That's what got Dabakis' ire about the decision for the audit in the first place.

The motives had nothing to do with making sure taxpayer money was being wisely spent. They were to punish the U. for canceling the in-state rivalry game.

A good portion of the Utah Legislature went to BYU and are avid BYU fans.

So when some senators tried to put lipstick on the call for an audit by saying it provided valuable information that could benefit all of Utah's academic institutions, it was hard to ignore the elephant in the room.

But here's an interesting twist to the idea that legislators wasted taxpayer money by calling for an unnecessary audit to punish a state institution for slighting their beloved Cougars.

They couldn't help themselves. And they didn't even know that their motives were as diabolical as they were.

The New York Times published a story last Sunday about a psychological study explaining why New England Patriots fans believe their team can do no wrong while the rest of the country views the Patriots as the ultimate cheaters.

Even when the Patriots have been caught cheating and been punished for it, their fans blame the enforcers of the rules rather than their team that broke those rules.

Humans are hardwired to believe their group is right. They are on the good side, and it is in their nature to ignore negative aspects of their group and to highlight the negatives of the rival group.

> [Records]:
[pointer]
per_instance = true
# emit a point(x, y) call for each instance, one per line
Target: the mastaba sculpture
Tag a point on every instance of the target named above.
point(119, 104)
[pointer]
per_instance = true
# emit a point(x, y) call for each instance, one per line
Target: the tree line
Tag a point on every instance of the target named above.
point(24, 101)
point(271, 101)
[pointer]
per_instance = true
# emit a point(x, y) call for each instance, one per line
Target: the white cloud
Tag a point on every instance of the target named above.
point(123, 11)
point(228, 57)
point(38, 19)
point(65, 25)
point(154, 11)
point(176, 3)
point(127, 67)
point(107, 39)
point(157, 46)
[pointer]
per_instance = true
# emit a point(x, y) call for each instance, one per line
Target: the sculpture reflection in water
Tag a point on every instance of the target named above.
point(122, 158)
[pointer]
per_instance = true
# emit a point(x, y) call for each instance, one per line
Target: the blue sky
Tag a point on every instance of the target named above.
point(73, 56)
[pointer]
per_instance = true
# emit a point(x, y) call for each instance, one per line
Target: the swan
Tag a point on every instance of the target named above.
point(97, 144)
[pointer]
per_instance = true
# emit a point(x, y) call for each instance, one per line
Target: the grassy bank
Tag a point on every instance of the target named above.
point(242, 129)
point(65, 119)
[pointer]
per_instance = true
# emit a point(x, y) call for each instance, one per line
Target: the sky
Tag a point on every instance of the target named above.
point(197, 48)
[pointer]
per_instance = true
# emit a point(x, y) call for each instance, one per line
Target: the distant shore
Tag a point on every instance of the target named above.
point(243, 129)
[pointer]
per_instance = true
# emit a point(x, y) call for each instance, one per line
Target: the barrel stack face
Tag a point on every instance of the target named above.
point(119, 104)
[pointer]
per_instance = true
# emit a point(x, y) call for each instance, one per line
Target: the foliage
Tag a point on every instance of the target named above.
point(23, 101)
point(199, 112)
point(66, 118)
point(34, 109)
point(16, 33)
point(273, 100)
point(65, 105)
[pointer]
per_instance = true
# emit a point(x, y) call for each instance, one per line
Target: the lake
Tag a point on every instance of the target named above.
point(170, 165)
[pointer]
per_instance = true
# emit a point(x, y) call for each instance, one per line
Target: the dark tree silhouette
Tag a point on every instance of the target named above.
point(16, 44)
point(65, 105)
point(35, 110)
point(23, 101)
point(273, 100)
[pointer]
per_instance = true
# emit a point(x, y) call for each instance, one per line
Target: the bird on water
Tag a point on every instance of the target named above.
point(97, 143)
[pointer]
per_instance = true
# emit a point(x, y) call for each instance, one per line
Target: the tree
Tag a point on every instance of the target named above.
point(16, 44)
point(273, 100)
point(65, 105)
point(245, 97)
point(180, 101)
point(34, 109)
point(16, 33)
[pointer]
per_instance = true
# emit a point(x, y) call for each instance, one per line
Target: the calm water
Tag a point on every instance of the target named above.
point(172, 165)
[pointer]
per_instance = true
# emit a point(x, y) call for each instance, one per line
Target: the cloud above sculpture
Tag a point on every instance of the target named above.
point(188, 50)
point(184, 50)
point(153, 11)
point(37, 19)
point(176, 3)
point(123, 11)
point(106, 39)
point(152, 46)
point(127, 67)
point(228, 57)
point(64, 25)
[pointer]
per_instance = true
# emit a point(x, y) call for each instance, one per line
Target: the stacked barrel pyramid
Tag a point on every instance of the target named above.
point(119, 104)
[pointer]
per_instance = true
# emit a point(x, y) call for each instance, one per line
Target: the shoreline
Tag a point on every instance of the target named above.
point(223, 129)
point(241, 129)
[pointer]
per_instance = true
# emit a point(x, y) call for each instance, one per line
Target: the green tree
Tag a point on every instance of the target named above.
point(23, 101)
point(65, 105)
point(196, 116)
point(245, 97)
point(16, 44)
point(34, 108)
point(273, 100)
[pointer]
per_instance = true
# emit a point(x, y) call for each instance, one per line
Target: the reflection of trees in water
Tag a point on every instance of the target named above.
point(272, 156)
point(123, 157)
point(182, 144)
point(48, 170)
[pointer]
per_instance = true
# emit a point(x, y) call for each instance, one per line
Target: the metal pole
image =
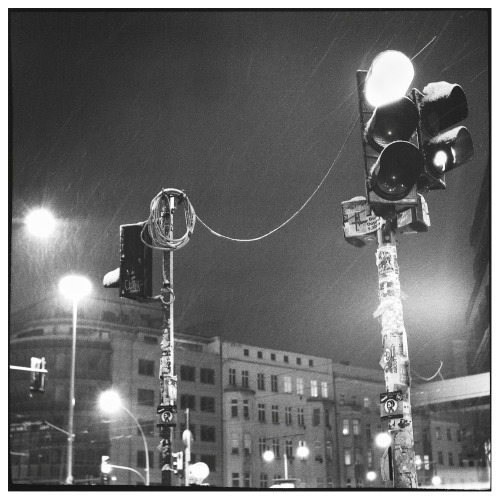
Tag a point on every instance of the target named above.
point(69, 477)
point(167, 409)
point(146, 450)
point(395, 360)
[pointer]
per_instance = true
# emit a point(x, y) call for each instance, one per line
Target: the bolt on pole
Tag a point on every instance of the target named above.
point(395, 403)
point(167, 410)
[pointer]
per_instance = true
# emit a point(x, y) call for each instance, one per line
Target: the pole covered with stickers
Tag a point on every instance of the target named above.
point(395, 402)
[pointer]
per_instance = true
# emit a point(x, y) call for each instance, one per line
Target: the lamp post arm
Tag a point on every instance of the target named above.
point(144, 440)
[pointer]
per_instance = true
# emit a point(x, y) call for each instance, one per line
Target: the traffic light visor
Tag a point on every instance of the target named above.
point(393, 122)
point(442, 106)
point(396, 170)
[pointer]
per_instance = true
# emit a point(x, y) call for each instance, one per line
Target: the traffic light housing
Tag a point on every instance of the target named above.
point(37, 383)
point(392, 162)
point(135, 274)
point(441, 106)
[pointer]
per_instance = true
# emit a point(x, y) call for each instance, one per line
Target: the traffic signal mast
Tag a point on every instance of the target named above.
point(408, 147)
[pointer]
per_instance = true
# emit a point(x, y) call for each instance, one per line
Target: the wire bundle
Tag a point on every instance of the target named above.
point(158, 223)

> [Tasks and exercises]:
1. In the column on the Utah audit, what did the story in The New York Times explain?
2. Using the column on the Utah audit, list every proper name of an organization or sports team, in the order they appear and in the form each first takes.

> [Solutions to each task]:
1. It explained why New England Patriots fans believe their team can do no wrong while the rest of the country views the Patriots as the ultimate cheaters.

2.
the U.
Utah Legislature
BYU
Cougars
The New York Times
New England Patriots